_Using the information_.
1. Answer these questions about the passage on early farming and dogs, marking each answer with its matching letter:
(a) To what date does the passage trace the first signs of agriculture?
(b) Which two parts of the dogs' bodies does it say reduced in size?
(c) About how many years before people started farming does it say dogs were tamed?
2. Using the passage on early farming and dogs, explain in one to three sentences why the writer concludes that dogs were tamed around 14 000 BC.
3. Transcribe the stretch of the passage on early farming and dogs from "As a conclusion, dogs" through "just thrown away.".

_Provided text_.

:::

If we think about the grains, at first we have to look at the farming. How long the farming has been practiced? According to Wikipedia the first signs of agriculture such as cultivation of domesticated plants remains to the 9000 BC. Therefore you could say the first experiments of farming began over 11 000 years ago. There are differing opinions when a dog has became a dog, but 14 000 BC the body structure of the dogs living near humans begun to change. The teeth and the brain reduced, which are signs of taming of the dogs.
As a conclusion, dogs have been tamed around that time, maybe earlier, about 4000 years before people started farming. I do not believe the farming was in such a scale as nowadays, and therefore the grown crops (corn or something else) was thrown away as lightly as it is now. Times were really different, and I am sure everything eatable was used well. Nothing was just thrown away.

:::

_Recorded information_.
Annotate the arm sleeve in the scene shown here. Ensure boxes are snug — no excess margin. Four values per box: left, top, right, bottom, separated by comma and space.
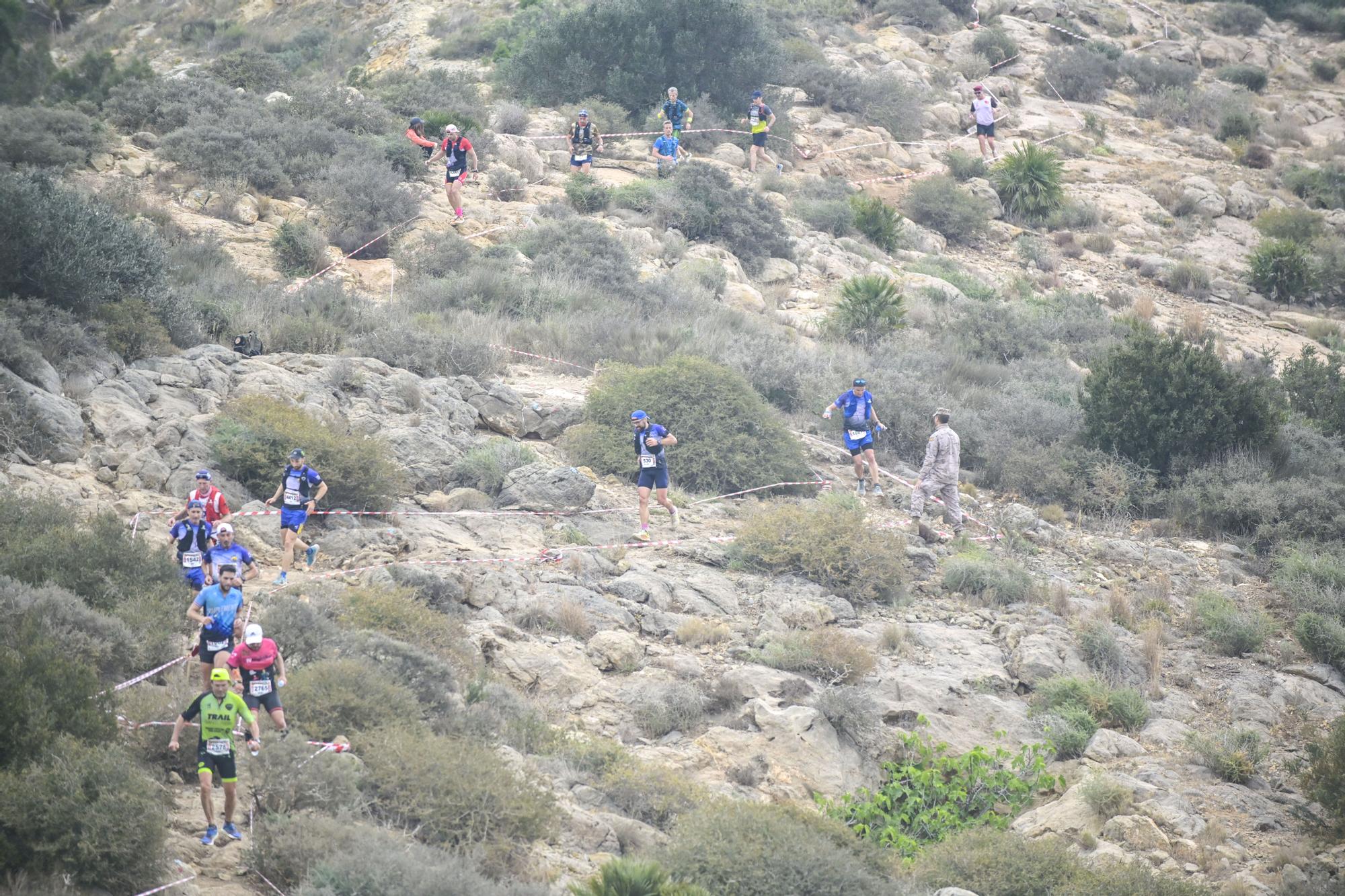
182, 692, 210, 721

:::

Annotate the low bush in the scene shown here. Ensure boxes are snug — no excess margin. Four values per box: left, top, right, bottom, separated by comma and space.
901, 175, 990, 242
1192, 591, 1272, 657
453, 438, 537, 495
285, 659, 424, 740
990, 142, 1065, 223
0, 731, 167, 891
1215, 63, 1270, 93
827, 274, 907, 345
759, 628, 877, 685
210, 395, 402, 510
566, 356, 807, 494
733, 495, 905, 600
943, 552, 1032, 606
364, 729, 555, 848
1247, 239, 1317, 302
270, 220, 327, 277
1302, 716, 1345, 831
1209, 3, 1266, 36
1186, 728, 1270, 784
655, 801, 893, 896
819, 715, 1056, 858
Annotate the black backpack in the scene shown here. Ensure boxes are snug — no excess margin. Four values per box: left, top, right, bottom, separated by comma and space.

:::

_Task-by-task results_.
1.
(a) 9000 BC
(b) The teeth and the brain
(c) About 4000 years

2. Around 14 000 BC, the body structure of dogs living near humans began to change. Their teeth and brains reduced, and the passage treats these changes as signs of taming.

3.
As a conclusion, dogs have been tamed around that time, maybe earlier, about 4000 years before people started farming. I do not believe the farming was in such a scale as nowadays, and therefore the grown crops (corn or something else) was thrown away as lightly as it is now. Times were really different, and I am sure everything eatable was used well. Nothing was just thrown away.